## [Stored records]
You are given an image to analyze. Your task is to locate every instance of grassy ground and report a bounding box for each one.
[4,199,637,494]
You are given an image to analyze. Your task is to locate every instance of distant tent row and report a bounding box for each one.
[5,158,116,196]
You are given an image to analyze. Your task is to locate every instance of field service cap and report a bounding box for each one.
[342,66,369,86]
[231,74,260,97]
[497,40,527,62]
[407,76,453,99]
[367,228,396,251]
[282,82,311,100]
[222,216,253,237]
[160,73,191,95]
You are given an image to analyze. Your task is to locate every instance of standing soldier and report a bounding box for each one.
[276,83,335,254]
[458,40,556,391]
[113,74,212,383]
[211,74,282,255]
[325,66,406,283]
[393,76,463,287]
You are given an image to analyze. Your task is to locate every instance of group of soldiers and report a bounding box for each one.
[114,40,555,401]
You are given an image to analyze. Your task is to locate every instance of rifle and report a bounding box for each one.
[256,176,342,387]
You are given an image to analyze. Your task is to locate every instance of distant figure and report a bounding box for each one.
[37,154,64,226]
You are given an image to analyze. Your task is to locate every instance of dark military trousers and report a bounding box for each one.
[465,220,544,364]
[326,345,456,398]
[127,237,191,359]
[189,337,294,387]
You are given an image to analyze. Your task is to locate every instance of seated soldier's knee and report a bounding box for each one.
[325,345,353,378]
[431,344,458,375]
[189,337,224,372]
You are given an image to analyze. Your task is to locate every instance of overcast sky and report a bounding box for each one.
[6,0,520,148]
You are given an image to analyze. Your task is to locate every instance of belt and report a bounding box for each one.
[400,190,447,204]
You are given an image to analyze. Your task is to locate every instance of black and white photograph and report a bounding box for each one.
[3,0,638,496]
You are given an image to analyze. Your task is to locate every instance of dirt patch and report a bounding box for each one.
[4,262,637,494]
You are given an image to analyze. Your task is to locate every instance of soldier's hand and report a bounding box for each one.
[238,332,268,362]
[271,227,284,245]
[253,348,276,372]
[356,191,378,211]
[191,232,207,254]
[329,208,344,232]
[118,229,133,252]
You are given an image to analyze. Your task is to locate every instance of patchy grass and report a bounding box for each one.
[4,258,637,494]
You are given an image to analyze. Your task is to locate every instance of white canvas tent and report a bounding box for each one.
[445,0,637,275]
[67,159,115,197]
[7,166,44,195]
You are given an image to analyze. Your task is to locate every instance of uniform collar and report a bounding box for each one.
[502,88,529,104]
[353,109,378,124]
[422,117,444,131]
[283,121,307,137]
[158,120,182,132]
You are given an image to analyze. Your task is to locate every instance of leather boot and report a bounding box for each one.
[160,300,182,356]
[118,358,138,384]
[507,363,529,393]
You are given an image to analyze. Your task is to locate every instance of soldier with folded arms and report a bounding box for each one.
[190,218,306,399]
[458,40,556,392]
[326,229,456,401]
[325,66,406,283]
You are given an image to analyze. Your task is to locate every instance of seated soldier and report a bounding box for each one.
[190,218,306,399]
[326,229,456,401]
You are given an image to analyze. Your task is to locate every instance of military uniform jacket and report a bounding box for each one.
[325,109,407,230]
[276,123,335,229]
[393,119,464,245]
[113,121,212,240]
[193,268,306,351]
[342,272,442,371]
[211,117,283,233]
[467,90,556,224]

## [Your task]
Please write out every item above again, word for word and in the same order.

## [Correct response]
You are given an image to analyze. Your task is to locate every instance of grassy ground and report a bounding box for each one.
[4,199,637,494]
You are given an image to analyze. Your task is to locate every instance of distant tent row and report a bounding box for each one.
[5,158,116,196]
You are given an image to analyze. Your task is to locate every instance of field service cap and report a bounding box for each one.
[342,66,369,86]
[231,74,260,97]
[497,40,527,62]
[407,76,453,99]
[367,228,396,251]
[282,82,311,100]
[222,216,253,237]
[160,73,191,95]
You are given an image to analyze. Your task is to locate every instance of standing soldier and report a bounding box for each one.
[276,83,335,254]
[458,40,556,391]
[113,74,212,383]
[211,74,282,255]
[325,66,406,283]
[393,76,463,287]
You are given an image to analyze. Your task is to locate every instance of group of soldiers and report a bounding box for each one.
[114,40,555,401]
You are given an image to analyze. Your task is to locate every instance of rifle and report a bounding box for each one.
[256,176,342,387]
You are given an image to analyze. Your task is to locate every instance of distant figure and report a bounding box for each one.
[37,154,64,226]
You are given an image to analyze. Your task is to locate every instance of dark military trousers and report a bounding box for each one.
[465,220,544,364]
[326,345,456,398]
[127,237,191,359]
[189,337,294,387]
You are given an image to analyze. Your task is to locate every instance of seated soldier's knee and report a bounding box for each one.
[325,345,353,378]
[431,344,458,375]
[189,337,224,372]
You are given an image to analyze. Your task is to locate every instance of overcast sky and report a bounding box for each one.
[6,0,520,148]
You are given an image to analyze. Your task is to locate every instance of belt and report a bounding box for each one.
[400,190,447,204]
You are given an image to analyze. Your task is to locate every instance of black and white photograph and report a bounding box for each one.
[3,0,638,496]
You are given an image to analyze. Your task is to locate every instance of dirt patch and report a bounding box for each one.
[4,262,637,494]
You are given an image to analyze. Your task is to locate every instance of soldier's hand and report a bounding box for each one.
[238,332,268,362]
[271,227,284,245]
[253,348,276,372]
[356,191,378,211]
[191,232,207,254]
[329,208,344,232]
[118,229,133,252]
You are given an image to analyze. Your task is to locate every instance of patchy grass and report a bounding box for each one.
[4,258,637,494]
You are given an image to analyze. Your task is to locate every instance of white canvas tent and report a bounding box for each one.
[445,0,637,275]
[67,159,115,197]
[7,166,44,195]
You are given an image to analyze. Your task is to locate every instance of uniform collar and report a bounding box for each one.
[502,88,529,104]
[353,109,378,124]
[422,117,444,131]
[283,121,307,137]
[158,120,182,132]
You are given an image to analyze. Your task is to locate every instance of leather boot and report a bounding box for each one.
[160,300,182,356]
[118,358,138,384]
[507,363,529,393]
You are given an image to analyze. Your task is to locate every instance of soldier with folded arms and report a bounding box for each one.
[190,218,306,399]
[458,40,556,392]
[326,229,456,401]
[325,66,406,283]
You are given an image to analyze. Your task is to locate every instance of seated soldier and report a bounding box for each one.
[190,218,306,399]
[326,229,456,401]
You are given an image to analyze. Your task is to locate every instance of military uniform jacket and report a bounding box for each one.
[325,109,407,230]
[276,123,335,229]
[393,119,464,245]
[113,121,212,240]
[193,268,306,351]
[342,272,442,371]
[211,117,283,233]
[467,90,556,224]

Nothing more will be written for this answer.